SET OF TASKS>
**a)** Reproduce word for word the passage of the South African economy article from "As if it was" to "outcomes will fail.".
**b)** Resume the South African economy article where it stops and continue it.

SUPPLIED TEXT>
□ □ □

Cyril’s new dawn will take time
WHAT TO DO: GOVT MUST CREATE JOBS
While SA’s economy is among Africa’s biggest, it cannot shake the deep-rooted structural inequalities holding back growth and development.
IMF report finds that SA, Equatorial Guinea, Zimbabwe have negative outlooks for real GDP growth in 2018.
While SA’s economy is among Africa’s biggest, it cannot shake the deep-rooted structural inequalities holding back growth and development.
The International Monetary Fund 2017 regional report, found SA (-1.1%), Equatorial Guinea (-5.1%) and Zimbabwe (-1.5%) were the only three sub-Saharan African countries with a negative outlook for real GDP growth in 2018.
Last year’s Stats SA poverty trends report – considering 2006 to 2015 poverty estimates – showed there are 13.5 million South Africans living below the food poverty lines. They can’t afford to buy enough food to meet the requirements of the United Nation’s minimum daily energy intake.
These numbers must compel policymakers and their political principles to deal with the situation or ask for help.
However, SA society has become socialised to accept the apartheid-created structural problems and its after-effects. Even as the new dawn is mentioned, the reality of the labour force can be seen in the 27% unemployment rate and also in the vast imbalance between unemployed blacks and whites, including graduates.
Blacks continue to face poverty, unemployment, poor living standards and maladies. At this, some people may say: “But you people have been in government for 23 years now and should have fixed this.”
As if it was that easy. How long did it take the Asian tigers?
First, if any attempt at repair is to be made, it must consider the traces of still-lingering inferior education: a system designed to provide barely sufficient basic skills for some blacks, enabling them to work in factories or mines. Until these remnants are erased, any attempt to fix education outcomes will fail.

□ □ □

SUPPLIED ENTRIES>
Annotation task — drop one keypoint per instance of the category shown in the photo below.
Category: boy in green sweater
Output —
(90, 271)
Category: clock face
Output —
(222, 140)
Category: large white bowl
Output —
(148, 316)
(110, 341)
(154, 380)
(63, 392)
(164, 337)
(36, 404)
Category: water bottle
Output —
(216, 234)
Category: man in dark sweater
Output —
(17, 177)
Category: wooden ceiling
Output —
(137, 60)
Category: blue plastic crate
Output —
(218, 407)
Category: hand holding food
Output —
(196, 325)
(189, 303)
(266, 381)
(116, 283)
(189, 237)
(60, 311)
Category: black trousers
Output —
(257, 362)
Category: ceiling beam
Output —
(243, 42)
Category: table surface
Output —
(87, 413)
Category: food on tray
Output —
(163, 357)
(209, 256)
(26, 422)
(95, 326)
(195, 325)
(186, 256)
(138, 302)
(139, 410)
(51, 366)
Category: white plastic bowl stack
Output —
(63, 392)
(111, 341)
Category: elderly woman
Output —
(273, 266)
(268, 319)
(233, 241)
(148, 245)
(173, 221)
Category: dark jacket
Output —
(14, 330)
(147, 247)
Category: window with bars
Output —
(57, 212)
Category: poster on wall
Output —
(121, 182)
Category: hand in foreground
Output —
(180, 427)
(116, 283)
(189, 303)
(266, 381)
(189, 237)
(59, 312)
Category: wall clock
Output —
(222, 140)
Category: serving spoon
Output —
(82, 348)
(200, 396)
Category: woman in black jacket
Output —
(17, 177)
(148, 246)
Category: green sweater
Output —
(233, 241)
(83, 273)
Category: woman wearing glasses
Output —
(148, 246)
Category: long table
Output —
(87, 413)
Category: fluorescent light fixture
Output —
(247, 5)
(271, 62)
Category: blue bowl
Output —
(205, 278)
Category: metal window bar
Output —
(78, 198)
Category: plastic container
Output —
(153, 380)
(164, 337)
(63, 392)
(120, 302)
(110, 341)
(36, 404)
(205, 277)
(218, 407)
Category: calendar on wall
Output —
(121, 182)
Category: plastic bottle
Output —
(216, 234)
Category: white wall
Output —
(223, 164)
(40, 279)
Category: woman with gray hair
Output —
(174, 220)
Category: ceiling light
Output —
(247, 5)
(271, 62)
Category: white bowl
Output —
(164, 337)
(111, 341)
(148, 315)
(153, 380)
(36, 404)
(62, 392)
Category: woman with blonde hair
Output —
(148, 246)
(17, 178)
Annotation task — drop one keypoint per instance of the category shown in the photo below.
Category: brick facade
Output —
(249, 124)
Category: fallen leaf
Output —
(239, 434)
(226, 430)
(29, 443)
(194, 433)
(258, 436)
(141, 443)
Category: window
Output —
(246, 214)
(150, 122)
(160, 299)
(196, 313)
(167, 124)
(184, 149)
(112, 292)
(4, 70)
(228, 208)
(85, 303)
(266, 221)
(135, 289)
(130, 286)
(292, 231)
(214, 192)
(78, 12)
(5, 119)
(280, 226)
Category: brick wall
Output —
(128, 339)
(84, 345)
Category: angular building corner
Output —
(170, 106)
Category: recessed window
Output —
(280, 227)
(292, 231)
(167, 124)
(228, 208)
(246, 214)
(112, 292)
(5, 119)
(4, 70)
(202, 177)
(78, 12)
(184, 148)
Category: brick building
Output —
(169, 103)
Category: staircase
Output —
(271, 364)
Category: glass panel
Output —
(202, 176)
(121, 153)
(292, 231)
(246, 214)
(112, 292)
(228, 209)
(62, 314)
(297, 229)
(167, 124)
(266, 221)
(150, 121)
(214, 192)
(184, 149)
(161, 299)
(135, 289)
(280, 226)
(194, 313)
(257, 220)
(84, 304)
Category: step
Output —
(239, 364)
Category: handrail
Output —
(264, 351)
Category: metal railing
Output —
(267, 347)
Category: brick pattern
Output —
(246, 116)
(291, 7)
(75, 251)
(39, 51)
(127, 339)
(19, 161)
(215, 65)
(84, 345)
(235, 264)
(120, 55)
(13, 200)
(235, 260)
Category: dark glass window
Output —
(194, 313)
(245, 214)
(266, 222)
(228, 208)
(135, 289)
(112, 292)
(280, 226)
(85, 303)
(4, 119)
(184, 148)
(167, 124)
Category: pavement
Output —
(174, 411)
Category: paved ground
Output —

□ □ □

ANSWERS TO THE EXERCISES>
**a)**
As if it was that easy. How long did it take the Asian tigers?
First, if any attempt at repair is to be made, it must consider the traces of still-lingering inferior education: a system designed to provide barely sufficient basic skills for some blacks, enabling them to work in factories or mines. Until these remnants are erased, any attempt to fix education outcomes will fail.

**b)**
The presumption is that President Cyril Ramaphosa’s government has plenty of advisors who are aware of the interface between technology and globalisation’s impact on economies like ours.
This new dawn won’t arrive any time soon. As the changes in technology force companies to adapt or become extinct, many old jobs will be displaced by new jobs driven by technological advancement. For SA, those old jobs employ low-income earners with medium skills. For the low-skilled, there’s no place in the workplace of the near future.
Second, unless there’s considerable growth and improvement of the economy, it will be difficult for government to achieve its 15% unemployment reduction goal.
Government’s role becomes crucial. It’s unsustainable to continue as the biggest employer. It must direct resources to where the economy can grow jobs and to where they’re needed.
The new dawn crew must learn from where government has been failing. And then a sense of stability and flexibility must be fostered. This is how governments in East Asia and now India did it. Learn from their example, particularly at a macroeconomic level.
There are 13.5 million people living below the food poverty line and 9.4 million unemployed – 3.3 million of which are under 35. They’re excluded from the economy, from the positive outcome of a democratic SA.
To them there’s no new dawn, only darkness and hopelessness.